▶ **本文**
──────────────────────────────

TOPへ

更年期障害

更年期障害とは

更年期障害は、女性のホルモンバランスの変化に伴って生じる様々な症状の総称です。主に40代後半から50代にかけて現れ、閉経前後の約10年間続くことがあります。代表的な症状には、ホットフラッシュ、寝汗、不眠、イライラ、うつ症状、膣の乾燥などがあります。症状は個人差が大きく、生活に支障をきたす場合もあります。ホルモン補充療法や漢方薬、生活習慣の改善などで症状を軽減できることが多く、適切な対処が重要です。


更年期障害の原因

更年期障害の主な原因は、卵巣機能の低下に伴うホルモンバランスの乱れです。特に、エストロゲンの急激な減少が様々な症状を引き起こします。この変化は、視床下部や自律神経系にも影響を与え、体温調節機能の乱れやホットフラッシュなどの症状に繋がります。また、心理社会的要因も重要な役割を果たします。子育ての終了や親の介護、職場での立場の変化など、ライフステージの変化に伴うストレスが症状を悪化させることがあります。さらに、生活習慣や遺伝的要因も関与しています。不規則な生活、喫煙、過度の飲酒、運動不足などが症状を増悪させる可能性があります。個人の体質や遺伝的背景によっても、症状の現れ方や程度に差が生じます。


更年期障害のセルフチェック
(初期症状)

──────────────────────────────

▶ **指示**
上にある更年期障害の文章を、最後の行の次から引き継いで書き進めてください。

画像ポイント指定データ:
──────────────────────────────

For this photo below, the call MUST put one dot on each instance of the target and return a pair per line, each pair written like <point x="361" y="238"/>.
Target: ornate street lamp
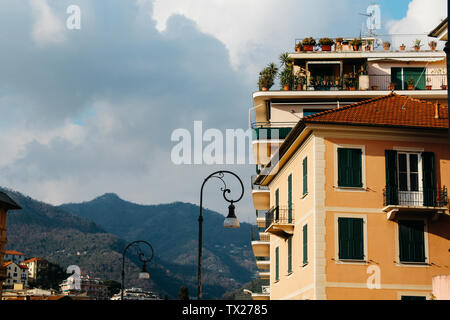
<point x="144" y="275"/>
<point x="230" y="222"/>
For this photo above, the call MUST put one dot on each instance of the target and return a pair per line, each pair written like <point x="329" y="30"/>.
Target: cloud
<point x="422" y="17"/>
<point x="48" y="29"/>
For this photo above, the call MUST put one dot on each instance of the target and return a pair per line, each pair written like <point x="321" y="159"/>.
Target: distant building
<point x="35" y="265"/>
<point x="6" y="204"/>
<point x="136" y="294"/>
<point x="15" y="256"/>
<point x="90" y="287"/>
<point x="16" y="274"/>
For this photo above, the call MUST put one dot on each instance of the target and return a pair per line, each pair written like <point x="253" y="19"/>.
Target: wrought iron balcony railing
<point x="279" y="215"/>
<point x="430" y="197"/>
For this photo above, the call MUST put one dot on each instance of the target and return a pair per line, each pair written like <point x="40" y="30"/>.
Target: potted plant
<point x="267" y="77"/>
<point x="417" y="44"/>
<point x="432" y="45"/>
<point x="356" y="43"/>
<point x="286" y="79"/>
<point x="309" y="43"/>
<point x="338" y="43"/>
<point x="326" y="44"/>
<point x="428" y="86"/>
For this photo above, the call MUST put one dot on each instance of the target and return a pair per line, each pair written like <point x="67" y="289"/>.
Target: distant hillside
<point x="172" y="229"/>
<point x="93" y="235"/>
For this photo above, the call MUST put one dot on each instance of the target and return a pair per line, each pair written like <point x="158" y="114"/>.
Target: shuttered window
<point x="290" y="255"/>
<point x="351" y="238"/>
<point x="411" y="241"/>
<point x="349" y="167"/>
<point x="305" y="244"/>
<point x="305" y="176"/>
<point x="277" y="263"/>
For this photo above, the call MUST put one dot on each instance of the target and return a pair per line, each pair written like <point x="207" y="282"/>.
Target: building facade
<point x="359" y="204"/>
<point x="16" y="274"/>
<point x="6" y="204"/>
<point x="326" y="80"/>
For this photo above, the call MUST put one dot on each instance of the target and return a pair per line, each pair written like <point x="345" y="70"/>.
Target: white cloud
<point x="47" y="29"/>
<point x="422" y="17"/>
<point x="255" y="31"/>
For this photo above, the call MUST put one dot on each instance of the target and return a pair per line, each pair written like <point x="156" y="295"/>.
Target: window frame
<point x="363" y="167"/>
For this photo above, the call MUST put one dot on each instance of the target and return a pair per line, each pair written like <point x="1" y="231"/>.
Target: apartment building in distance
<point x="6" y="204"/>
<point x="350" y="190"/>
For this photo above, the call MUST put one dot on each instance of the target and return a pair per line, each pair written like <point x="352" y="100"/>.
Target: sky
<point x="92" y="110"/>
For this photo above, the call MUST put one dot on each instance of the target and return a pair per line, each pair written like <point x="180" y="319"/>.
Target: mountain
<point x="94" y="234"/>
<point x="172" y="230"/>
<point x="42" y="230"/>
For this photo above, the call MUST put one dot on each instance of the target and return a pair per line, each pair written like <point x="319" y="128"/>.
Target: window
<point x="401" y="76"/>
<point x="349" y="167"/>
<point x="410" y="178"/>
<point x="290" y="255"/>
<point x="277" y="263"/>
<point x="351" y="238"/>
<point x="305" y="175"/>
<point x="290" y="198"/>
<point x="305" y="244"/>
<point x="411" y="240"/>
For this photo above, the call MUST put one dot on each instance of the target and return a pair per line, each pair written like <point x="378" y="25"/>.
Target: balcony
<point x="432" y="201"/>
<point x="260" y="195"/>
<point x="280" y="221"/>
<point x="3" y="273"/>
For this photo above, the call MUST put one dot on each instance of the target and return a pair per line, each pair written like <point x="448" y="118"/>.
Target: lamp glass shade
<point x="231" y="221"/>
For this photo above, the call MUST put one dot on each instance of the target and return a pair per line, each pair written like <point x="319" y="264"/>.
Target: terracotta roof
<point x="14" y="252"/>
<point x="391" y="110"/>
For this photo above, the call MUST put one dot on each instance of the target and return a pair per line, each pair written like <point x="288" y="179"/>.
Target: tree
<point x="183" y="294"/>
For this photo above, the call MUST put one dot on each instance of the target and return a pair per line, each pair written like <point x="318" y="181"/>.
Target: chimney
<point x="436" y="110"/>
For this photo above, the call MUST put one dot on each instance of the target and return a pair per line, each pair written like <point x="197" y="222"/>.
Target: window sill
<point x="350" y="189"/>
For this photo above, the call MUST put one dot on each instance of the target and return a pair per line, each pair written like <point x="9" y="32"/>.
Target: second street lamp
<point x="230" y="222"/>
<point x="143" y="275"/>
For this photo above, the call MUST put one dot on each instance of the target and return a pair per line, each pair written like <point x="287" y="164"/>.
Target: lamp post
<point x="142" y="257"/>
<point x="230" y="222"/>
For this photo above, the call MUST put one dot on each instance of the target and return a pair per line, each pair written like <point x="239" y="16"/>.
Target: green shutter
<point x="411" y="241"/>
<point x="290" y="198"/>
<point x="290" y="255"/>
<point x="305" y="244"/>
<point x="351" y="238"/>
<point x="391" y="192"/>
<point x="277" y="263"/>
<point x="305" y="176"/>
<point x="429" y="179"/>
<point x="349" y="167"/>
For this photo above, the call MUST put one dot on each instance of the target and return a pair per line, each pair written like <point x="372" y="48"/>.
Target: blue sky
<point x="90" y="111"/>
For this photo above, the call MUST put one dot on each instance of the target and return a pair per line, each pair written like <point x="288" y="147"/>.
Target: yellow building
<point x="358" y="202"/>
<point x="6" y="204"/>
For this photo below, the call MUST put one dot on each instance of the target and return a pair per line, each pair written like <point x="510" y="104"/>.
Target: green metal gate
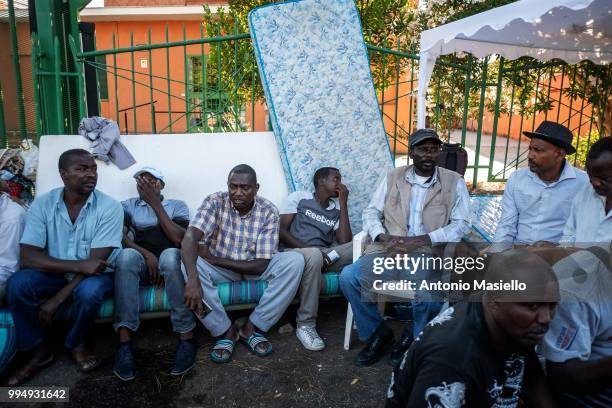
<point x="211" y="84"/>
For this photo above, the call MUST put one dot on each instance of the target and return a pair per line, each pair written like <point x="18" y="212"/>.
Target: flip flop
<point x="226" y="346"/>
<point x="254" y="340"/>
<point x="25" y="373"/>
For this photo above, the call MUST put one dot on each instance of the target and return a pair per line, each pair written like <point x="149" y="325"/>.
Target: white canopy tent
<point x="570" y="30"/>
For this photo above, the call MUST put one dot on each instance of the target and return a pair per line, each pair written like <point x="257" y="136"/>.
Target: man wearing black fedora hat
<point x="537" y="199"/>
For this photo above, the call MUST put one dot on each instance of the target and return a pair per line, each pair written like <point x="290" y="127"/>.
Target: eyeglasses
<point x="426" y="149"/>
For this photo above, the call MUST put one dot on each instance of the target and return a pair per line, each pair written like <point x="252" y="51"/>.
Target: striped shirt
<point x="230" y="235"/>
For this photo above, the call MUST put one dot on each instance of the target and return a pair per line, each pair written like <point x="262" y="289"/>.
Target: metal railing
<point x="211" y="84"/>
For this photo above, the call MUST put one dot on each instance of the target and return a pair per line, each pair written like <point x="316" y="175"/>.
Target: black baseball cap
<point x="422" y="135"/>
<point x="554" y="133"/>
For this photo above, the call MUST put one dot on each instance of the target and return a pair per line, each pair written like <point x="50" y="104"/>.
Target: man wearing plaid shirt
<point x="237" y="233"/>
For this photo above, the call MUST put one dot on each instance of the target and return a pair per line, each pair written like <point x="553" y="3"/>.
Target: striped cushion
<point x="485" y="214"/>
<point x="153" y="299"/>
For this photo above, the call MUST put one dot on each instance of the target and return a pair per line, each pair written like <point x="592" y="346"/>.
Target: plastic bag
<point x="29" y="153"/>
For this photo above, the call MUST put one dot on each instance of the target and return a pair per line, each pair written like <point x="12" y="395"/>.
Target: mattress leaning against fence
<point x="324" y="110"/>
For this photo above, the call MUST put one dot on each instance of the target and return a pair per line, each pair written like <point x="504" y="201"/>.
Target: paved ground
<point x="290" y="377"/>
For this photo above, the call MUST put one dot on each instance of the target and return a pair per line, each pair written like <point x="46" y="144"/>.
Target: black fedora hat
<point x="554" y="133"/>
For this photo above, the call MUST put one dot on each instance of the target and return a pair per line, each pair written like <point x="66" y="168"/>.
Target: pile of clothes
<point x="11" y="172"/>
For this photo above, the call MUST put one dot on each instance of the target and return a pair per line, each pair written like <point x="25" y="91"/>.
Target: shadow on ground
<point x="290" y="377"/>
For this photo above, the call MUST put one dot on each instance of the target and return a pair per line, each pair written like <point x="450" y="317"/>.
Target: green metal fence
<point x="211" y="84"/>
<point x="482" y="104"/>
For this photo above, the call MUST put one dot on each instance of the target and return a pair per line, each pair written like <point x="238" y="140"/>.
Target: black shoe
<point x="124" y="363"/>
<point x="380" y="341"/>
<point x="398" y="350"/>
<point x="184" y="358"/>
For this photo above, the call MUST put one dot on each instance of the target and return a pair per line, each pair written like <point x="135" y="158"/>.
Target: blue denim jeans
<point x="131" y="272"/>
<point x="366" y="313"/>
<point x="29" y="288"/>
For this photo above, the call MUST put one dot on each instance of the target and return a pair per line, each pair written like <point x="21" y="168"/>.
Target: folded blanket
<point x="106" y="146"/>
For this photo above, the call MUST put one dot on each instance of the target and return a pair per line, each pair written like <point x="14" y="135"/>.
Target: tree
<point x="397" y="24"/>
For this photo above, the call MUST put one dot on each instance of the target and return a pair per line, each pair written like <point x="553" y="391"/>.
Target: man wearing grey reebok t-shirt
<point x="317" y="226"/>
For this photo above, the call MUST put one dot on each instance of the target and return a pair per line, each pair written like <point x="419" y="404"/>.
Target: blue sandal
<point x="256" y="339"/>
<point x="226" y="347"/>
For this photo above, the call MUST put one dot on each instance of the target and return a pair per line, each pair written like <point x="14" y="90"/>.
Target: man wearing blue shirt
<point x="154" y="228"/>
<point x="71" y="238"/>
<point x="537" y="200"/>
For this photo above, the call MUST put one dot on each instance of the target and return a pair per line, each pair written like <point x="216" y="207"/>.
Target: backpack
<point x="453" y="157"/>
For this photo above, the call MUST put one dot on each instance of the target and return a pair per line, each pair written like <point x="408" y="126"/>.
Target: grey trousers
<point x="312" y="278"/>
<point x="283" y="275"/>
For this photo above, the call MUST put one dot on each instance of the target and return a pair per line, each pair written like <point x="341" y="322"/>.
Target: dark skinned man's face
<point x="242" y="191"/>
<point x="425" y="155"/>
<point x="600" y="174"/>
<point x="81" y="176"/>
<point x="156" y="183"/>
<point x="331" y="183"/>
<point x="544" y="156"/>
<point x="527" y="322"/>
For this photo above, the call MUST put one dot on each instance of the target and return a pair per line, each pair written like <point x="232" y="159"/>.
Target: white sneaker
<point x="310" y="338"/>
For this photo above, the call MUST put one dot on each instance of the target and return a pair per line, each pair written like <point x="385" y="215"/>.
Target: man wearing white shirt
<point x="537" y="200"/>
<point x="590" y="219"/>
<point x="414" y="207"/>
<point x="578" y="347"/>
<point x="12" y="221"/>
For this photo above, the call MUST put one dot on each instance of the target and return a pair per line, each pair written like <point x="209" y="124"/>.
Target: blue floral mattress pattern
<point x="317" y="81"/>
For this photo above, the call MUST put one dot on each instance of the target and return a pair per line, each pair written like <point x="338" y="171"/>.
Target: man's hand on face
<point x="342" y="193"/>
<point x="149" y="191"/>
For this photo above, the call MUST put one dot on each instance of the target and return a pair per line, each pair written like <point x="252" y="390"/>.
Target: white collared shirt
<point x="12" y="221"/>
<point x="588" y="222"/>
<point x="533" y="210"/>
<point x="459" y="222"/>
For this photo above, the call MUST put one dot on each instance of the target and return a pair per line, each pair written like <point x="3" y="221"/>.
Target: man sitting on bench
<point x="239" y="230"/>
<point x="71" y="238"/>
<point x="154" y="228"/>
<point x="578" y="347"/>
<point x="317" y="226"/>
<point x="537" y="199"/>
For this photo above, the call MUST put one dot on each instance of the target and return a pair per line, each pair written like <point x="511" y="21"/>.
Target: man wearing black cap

──────────────────────────────

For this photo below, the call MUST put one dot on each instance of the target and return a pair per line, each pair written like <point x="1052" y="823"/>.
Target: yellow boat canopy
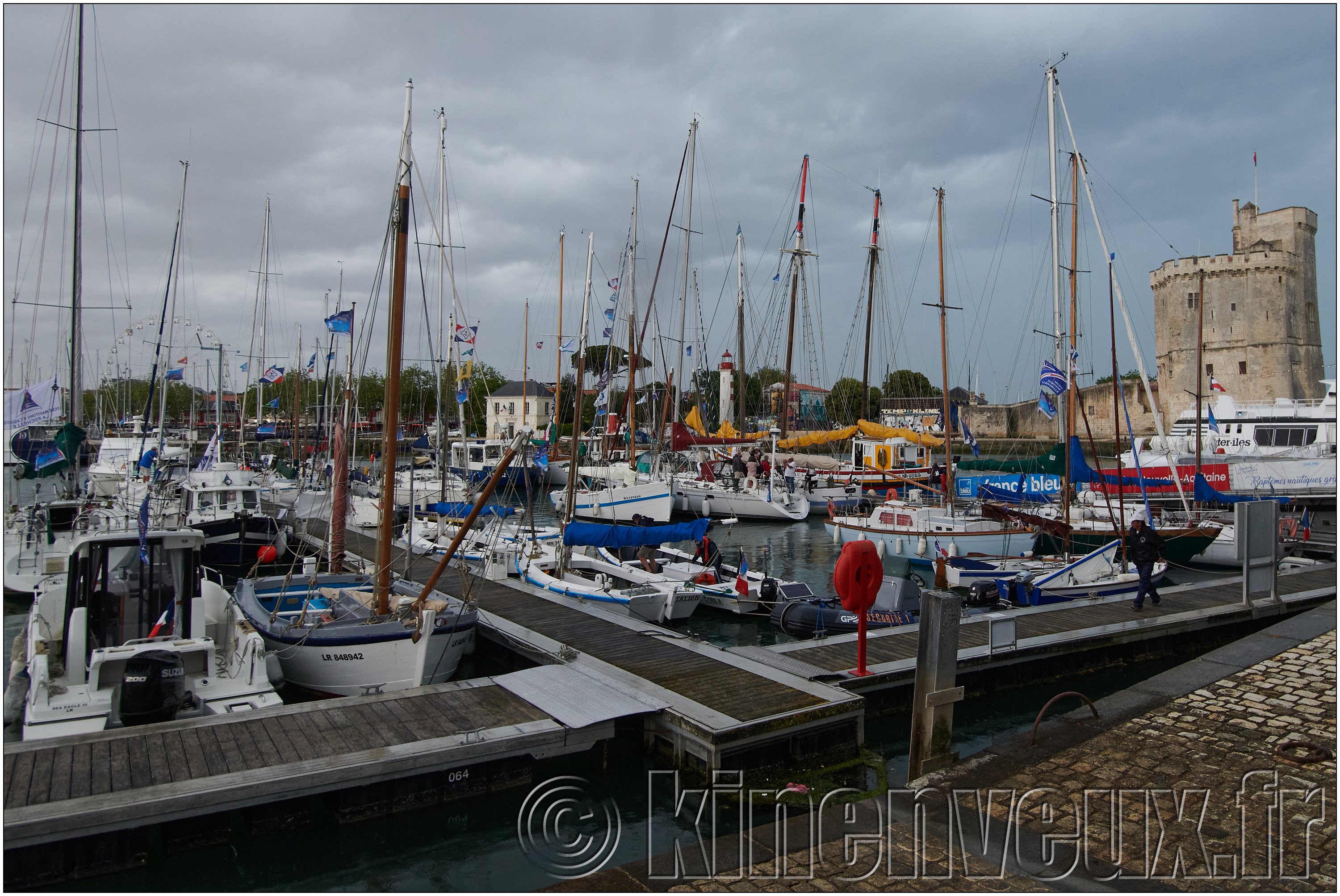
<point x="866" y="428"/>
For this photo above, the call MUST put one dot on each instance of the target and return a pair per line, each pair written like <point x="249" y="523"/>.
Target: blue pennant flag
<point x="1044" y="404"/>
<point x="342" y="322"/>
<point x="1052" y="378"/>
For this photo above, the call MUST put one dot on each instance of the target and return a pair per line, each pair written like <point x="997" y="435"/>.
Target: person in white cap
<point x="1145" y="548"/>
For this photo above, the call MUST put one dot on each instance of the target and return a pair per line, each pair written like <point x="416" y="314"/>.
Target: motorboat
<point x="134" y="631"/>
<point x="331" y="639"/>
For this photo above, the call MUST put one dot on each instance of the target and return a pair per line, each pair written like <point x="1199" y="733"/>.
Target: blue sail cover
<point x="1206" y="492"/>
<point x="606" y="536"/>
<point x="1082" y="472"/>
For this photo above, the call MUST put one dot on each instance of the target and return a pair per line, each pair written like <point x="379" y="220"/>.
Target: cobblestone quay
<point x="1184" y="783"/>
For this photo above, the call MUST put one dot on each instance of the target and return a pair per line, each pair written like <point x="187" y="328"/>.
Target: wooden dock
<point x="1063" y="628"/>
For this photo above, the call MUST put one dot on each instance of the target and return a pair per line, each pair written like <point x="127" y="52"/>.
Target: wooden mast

──────────────────────────────

▶ **解答**
身体的症状

  • ホットフラッシュ(のぼせ)
  • 寝汗
  • 冷え性
  • めまい
  • 頭痛
  • 肩こり
  • 関節痛
  • 筋肉痛
  • 動悸
  • むくみ
  • 皮膚の乾燥
  • かゆみ
  • 膣の乾燥
  • 性交痛
  • 頻尿
  • 尿失禁
  • 体重増加
  • 疲労感

精神的症状

その他

  • 生理不順
  • 月経量の変化
  • 更年期出血
  • 性欲の低下
  • 骨密度の低下
  • 肌のたるみ
  • 髪の薄毛化
  • 爪のもろさ

更年期障害の検査・診断

更年期障害の診断は、主に問診と血液検査を通じて行います。問診では、症状や生活習慣、家族歴などを詳しく聞き取り、更年期特有の症状の有無を確認します。血液検査では、卵胞刺激ホルモン(FSH)や黄体形成ホルモン(LH)、エストラジオールなどのホルモン値を測定します。FSHが高値を示す場合、更年期の可能性が高くなります。また、甲状腺機能検査や貧血検査なども行い、類似した症状を引き起こす他の疾患を除外します。必要に応じて骨密度検査も実施することがあります。


更年期障害の治療法

薬物療法

ホルモン補充療法(HRT)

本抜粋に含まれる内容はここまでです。